**DOCUMENT SECTION:**
--

Results 1 to 15 of 38

Thread: New York Film Festival 2023

Hybrid View

  1. #1
    Join Date
    Jul 2002
    Location
    SF Bay Area
    Posts
    16,161

    THE PIGEON TUNNEL (Errol Morris 2023)

    ERROL MORRIS: THE PIGEON TUNNEL (2023) - NYFF 'SPOTLIGHT'


    DAVID CORNWELL/JOHN LE CARRÉ IN ERROL MORRIS' THE PIGEON TUNNEL

    A last interview with the prince of spy novelists, John le Carré (David Cornwell)

    "I look at you as an exquisite poet of self-hatred," Errol Morris says to Cornwell, known as John le Carré and the celebrated the author of over two dozen matchless works of spy fiction including The Spy Who Came in from the Cold, Tinker Tailor Soldier Spy and The Constant Gardener, with many film adaptations and TV series including the timeless Alec Guinness performance as le Carré's central figure, George Smiley.

    Le Carré/Cornwell does not take this Morris sally amiss. He smiles his quick twinkle and says, "I would go with that." It's a disarming exchange indeed toward the end of a long string of them in what is one of Morris' most amiable, rich, and free-flowing of his famous studies of men. Though the time has been short, in ninety minutes the writer has made a searching exposition of his life and career, notably of the most seminal aspect: growing up as the son of the endlessly duplicitous, double-dealing Ronnie Cornwell, who's been described as "an epic con man of little education, immense charm, extravagant tastes, but no social values."

    Le Carré describes here how even after he had become a rich and famous author, at the Sacher Hotel restaurant in Vienna Ronnie still essentially attempted to con him out of an outrageous sum of money, ostensibly to set up a pigs and cattle farm in Dorset - and how, when le Carré flatly refused, offering only a property and a stipend, Ronnie threw a terrible scene, letting out repeated loud howls of anger and protest that could be heard halfway down the street.

    It's an extraordinary story, and certainly not the only one. The son had to grow up living in constant uncertainty, sharing in the deceptions, going on the run with his father who was always escaping from discovered deceptions and mountainous debts. Ronnie, le Carré says, came within a hair of great success, but always managed to slip into financial trouble again, seeming to thrive on risk and danger - just as, he also says, spies do.

    Those of us who have read le Carré's own book about his life and his father know this story. But it's better to hear it in the master's own voice. Those who have listened to the author's masterful audio performances of his own books, especially the last ones - he seemed to get better and better, well into his eighties - know how good that voice is, the range of accents and voices - perhaps a hint at what a master of deception father Ronnie may have been, transferred to the master of invention and storytelling the son became.

--

**INFORMATION SUPPLIED:**

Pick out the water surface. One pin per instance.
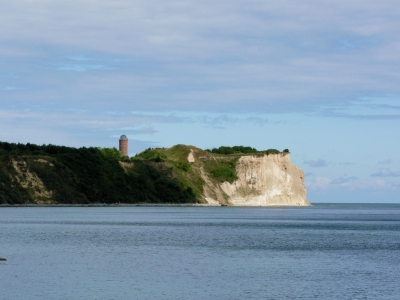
(340, 251)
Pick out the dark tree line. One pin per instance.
(85, 175)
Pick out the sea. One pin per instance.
(326, 251)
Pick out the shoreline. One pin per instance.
(140, 205)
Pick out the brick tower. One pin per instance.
(123, 145)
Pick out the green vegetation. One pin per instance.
(89, 175)
(242, 150)
(100, 175)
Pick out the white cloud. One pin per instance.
(384, 172)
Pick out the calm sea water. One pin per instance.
(343, 251)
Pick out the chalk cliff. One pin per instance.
(180, 174)
(269, 180)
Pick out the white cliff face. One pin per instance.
(267, 180)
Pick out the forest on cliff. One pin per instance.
(84, 175)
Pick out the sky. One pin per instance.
(320, 78)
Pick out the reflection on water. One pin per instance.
(320, 252)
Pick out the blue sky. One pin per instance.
(318, 78)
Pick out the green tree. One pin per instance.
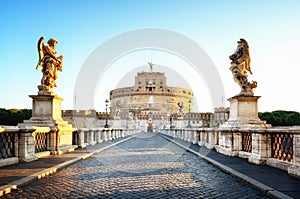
(14, 116)
(281, 118)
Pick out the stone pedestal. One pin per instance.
(46, 112)
(244, 112)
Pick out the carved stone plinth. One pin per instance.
(46, 111)
(244, 112)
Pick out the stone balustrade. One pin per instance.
(278, 147)
(28, 143)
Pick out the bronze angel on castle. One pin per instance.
(50, 64)
(240, 64)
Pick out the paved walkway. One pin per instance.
(147, 166)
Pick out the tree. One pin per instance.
(281, 118)
(14, 116)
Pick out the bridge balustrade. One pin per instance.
(278, 147)
(8, 140)
(28, 143)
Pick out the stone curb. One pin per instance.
(5, 189)
(272, 193)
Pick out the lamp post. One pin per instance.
(189, 119)
(106, 120)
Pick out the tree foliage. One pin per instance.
(281, 118)
(14, 116)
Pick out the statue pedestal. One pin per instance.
(46, 112)
(244, 112)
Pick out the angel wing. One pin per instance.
(247, 64)
(41, 53)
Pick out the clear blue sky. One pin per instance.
(271, 27)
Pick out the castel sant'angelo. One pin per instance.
(150, 97)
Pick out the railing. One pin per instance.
(28, 143)
(278, 147)
(282, 146)
(40, 141)
(247, 142)
(7, 145)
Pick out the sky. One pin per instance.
(271, 27)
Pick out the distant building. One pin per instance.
(150, 97)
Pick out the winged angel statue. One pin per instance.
(50, 64)
(240, 64)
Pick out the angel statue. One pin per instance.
(180, 109)
(240, 64)
(50, 64)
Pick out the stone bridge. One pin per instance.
(123, 163)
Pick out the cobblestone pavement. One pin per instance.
(147, 166)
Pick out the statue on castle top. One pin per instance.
(180, 109)
(240, 64)
(50, 64)
(151, 66)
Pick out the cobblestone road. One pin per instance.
(147, 166)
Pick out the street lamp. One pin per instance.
(189, 119)
(106, 120)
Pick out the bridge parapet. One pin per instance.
(277, 146)
(28, 143)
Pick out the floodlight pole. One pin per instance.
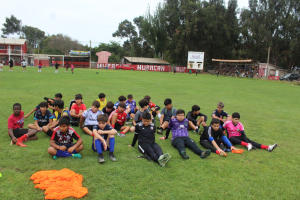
(38, 52)
(90, 54)
(267, 73)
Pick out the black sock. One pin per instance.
(49, 132)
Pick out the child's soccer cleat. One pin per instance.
(197, 130)
(101, 158)
(112, 157)
(160, 160)
(223, 154)
(184, 155)
(238, 151)
(76, 155)
(20, 142)
(166, 159)
(200, 131)
(206, 153)
(121, 134)
(272, 147)
(249, 146)
(160, 131)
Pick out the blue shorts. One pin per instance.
(94, 149)
(69, 145)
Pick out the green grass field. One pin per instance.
(269, 112)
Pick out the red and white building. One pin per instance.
(15, 49)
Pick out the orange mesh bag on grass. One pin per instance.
(238, 151)
(59, 184)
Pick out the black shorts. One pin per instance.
(19, 132)
(69, 145)
(90, 127)
(118, 126)
(195, 123)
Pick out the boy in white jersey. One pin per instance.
(90, 118)
(236, 134)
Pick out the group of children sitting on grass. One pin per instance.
(104, 119)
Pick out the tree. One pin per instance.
(33, 35)
(125, 30)
(153, 30)
(12, 25)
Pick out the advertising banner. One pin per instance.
(79, 53)
(195, 60)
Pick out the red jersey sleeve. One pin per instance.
(74, 134)
(53, 137)
(10, 122)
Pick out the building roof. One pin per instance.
(146, 60)
(12, 41)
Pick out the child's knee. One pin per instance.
(80, 148)
(52, 150)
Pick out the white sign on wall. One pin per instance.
(195, 60)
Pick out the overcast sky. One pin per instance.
(83, 20)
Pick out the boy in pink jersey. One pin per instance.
(15, 127)
(236, 134)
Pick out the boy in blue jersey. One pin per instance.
(43, 118)
(167, 113)
(104, 138)
(219, 113)
(213, 137)
(194, 123)
(89, 117)
(61, 143)
(132, 103)
(180, 136)
(59, 112)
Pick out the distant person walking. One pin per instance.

--

**STATED GOAL:**
Return the stretch of the film review from "A last interview" to "figure, George Smiley.", copied word for word.

**TASK RESULT:**
A last interview with the prince of spy novelists, John le Carré (David Cornwell)

    "I look at you as an exquisite poet of self-hatred," Errol Morris says to Cornwell, known as John le Carré and the celebrated the author of over two dozen matchless works of spy fiction including The Spy Who Came in from the Cold, Tinker Tailor Soldier Spy and The Constant Gardener, with many film adaptations and TV series including the timeless Alec Guinness performance as le Carré's central figure, George Smiley.